Stated goal:
From the Shotokan and Tang Soo Do forum thread below, reproduce word for word the passage starting at "The main differences" and ending at "for the infomation.".

Quoted passage:

■ ■ ■ ■ ■

# Shotokan and Tang Soo Do



## Makalakumu

I'm starting this thread to discuss the similarities and differences in the two arts.  For those of you who have trained in both or have knowledge of both, please post!


----------



## oldnewbie

Let me add that I am curious as well.
 I train(ed) in Shotokan, but my instructor passed away in November. I have dabbled in Hapkido for a couple of months, and am thinking about Tang Soo Do.

 Any help would be appreciated.


----------



## Yossarian75

The main differences I have noticed are use of the hip, muscle tension and emphasis on kicks. Take the low block for example, in TSD you turn the hip back when you chamber the hands and turn into the block, in Shotokan its the other way round. Knife hands come from the hip in TSD, a lot more kicks than Shotokan. 

The forms are essentially the same with some differences. Techniques are performed more relaxed in TSD. Ive trained with several TSD people who came from a Shotokan background and they adapted very quickly and really enjoyed it, give it a go and see.


----------



## oldnewbie

Thanks for the infomation.


----------



## tsdclaflin

I'm no shotokan pro, but I started my marital arts training with 8 months of shotokan, and now I have a black belt in Tang Soo Do.

■ ■ ■ ■ ■

Records:

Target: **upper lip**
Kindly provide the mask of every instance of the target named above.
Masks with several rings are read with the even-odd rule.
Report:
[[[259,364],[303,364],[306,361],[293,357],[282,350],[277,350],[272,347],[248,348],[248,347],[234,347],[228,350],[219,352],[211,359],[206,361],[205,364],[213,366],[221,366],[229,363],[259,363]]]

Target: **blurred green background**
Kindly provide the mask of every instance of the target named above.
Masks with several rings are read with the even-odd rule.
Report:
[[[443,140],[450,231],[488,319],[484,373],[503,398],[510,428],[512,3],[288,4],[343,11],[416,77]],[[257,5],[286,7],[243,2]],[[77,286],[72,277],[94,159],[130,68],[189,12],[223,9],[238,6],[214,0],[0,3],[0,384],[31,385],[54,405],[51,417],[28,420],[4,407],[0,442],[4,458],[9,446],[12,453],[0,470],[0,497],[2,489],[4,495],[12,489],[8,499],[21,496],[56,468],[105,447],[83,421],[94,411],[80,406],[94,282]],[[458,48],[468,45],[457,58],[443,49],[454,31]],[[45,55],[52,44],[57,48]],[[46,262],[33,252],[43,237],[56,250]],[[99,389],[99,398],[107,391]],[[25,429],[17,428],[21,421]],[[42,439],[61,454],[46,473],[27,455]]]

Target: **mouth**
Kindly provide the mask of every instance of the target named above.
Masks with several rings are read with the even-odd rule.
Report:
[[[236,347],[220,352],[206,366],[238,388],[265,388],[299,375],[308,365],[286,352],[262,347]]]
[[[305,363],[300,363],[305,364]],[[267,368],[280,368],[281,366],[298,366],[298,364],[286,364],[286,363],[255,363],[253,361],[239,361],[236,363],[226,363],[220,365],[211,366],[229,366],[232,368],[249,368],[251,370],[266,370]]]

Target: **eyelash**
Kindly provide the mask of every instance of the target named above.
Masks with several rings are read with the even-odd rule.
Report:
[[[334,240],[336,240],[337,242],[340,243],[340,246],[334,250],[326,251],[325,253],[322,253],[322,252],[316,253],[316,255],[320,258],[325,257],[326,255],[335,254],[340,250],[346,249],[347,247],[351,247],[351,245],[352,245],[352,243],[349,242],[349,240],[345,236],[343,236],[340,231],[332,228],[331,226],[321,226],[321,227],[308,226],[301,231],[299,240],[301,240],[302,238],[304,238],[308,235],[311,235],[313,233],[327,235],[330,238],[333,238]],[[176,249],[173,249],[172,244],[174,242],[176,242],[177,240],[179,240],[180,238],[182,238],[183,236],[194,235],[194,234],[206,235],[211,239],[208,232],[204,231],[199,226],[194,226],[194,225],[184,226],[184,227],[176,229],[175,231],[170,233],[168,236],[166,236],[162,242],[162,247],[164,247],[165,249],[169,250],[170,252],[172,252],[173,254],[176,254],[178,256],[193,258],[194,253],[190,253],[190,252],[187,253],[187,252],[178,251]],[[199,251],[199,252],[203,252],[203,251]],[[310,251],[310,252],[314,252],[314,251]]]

■ ■ ■ ■ ■

The result:
The main differences I have noticed are use of the hip, muscle tension and emphasis on kicks. Take the low block for example, in TSD you turn the hip back when you chamber the hands and turn into the block, in Shotokan its the other way round. Knife hands come from the hip in TSD, a lot more kicks than Shotokan. 

The forms are essentially the same with some differences. Techniques are performed more relaxed in TSD. Ive trained with several TSD people who came from a Shotokan background and they adapted very quickly and really enjoyed it, give it a go and see.


----------



## oldnewbie

Thanks for the infomation.